[EXERCISE] Rewrite these lines with "orchestra seating area" changed to "stalls seating area" and everything else left unchanged. Leave the pictures out of your answer.

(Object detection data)
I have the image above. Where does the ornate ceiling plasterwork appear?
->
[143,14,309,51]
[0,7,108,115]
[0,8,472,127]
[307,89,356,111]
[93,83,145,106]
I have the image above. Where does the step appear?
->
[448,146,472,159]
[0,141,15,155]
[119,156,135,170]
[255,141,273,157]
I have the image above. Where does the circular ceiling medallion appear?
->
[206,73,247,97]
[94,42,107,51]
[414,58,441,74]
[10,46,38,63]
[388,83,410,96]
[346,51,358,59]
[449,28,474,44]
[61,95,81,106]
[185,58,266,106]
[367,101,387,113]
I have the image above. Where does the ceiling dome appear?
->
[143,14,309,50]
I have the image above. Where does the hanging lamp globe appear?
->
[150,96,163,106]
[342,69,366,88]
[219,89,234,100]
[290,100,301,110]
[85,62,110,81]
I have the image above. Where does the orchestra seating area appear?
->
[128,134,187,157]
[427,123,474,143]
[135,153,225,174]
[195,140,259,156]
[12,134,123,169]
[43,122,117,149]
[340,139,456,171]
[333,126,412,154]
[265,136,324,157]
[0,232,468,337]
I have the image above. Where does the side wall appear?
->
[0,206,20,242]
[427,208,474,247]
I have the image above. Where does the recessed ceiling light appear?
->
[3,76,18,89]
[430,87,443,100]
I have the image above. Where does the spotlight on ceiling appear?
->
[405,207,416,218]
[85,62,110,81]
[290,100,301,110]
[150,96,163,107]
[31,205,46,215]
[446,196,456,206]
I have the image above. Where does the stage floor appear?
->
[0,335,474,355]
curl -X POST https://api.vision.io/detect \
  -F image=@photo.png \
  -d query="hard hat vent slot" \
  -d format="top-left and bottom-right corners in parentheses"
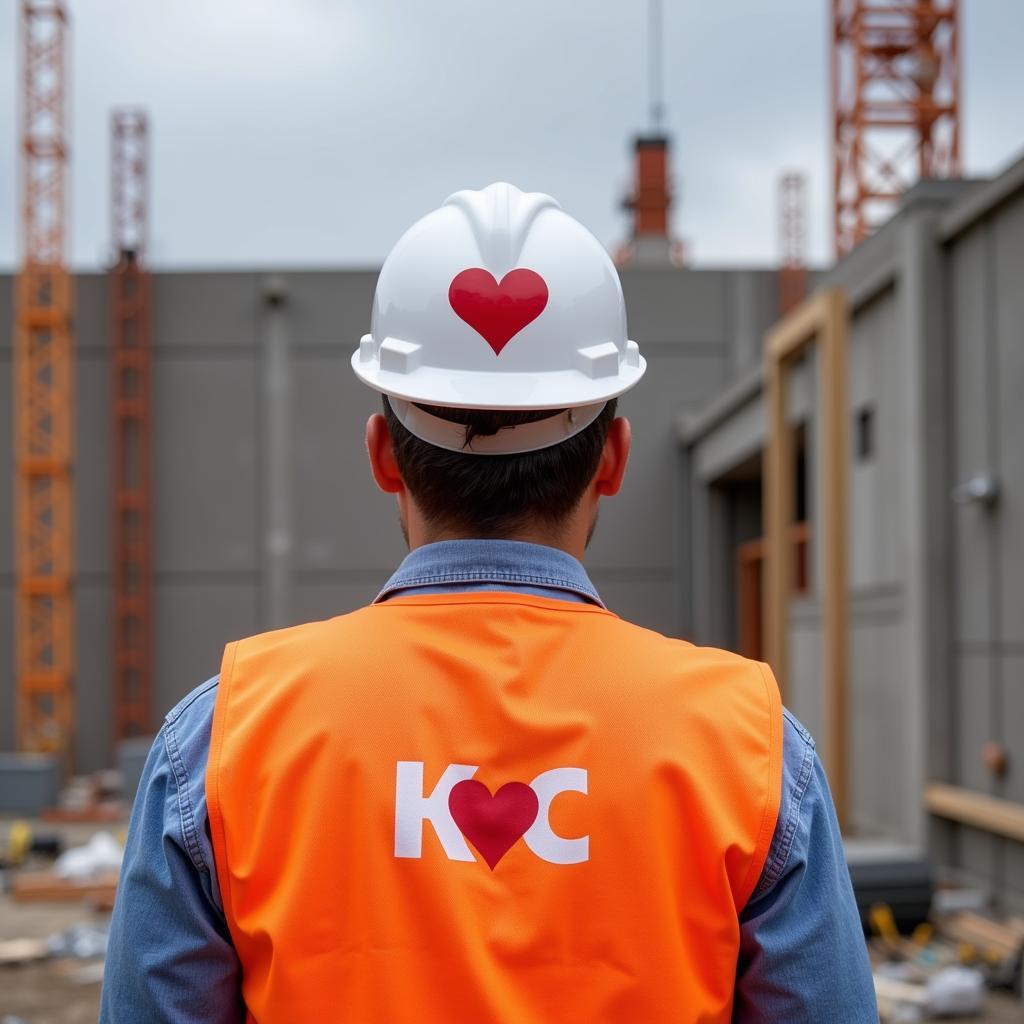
top-left (378, 338), bottom-right (423, 374)
top-left (575, 341), bottom-right (618, 379)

[WRITTEN ANSWER]
I have the image above. Where does the ornate ceiling plasterwork appear?
->
[143,14,309,51]
[0,7,108,115]
[0,8,472,127]
[307,89,356,111]
[93,83,145,106]
I have the image above. Where does the step appear?
->
[448,146,472,159]
[0,141,15,155]
[119,156,135,170]
[255,141,273,157]
I have the image above. Where does the circular ceiling medallion appear?
->
[206,73,247,97]
[94,42,107,51]
[414,58,441,74]
[10,46,38,63]
[388,83,410,96]
[346,51,358,59]
[449,28,474,44]
[61,95,81,106]
[185,58,266,106]
[367,101,387,113]
I have the image above. Where does the ceiling dome appear?
->
[143,14,309,50]
I have the image above. Where does the hanging lamp globe appear?
->
[150,96,163,106]
[342,69,366,88]
[219,89,234,100]
[290,100,301,110]
[85,62,110,81]
I have the image above. Where does the stalls seating area appear?
->
[128,134,187,157]
[427,123,474,143]
[135,153,225,174]
[195,140,259,156]
[12,134,123,169]
[43,122,117,149]
[340,139,456,171]
[333,126,412,154]
[265,136,324,157]
[0,232,468,337]
I have the image above. Where does the side wall appear?
->
[0,206,20,242]
[427,208,474,247]
I have the image above. Where does the recessed ceiling light appear?
->
[3,76,18,89]
[430,87,443,100]
I have the image above. Where does the spotlight on ceiling appear?
->
[405,207,416,218]
[85,62,110,81]
[290,100,301,110]
[150,96,163,107]
[31,205,46,215]
[446,196,456,206]
I have the image above. Where does the stage floor appear?
->
[0,335,474,355]
curl -X POST https://api.vision.io/detect \
  -F image=@photo.png \
  -d query="hard hat vent slot" \
  -d format="top-left and bottom-right corners in parentheses"
top-left (378, 338), bottom-right (423, 374)
top-left (575, 341), bottom-right (618, 379)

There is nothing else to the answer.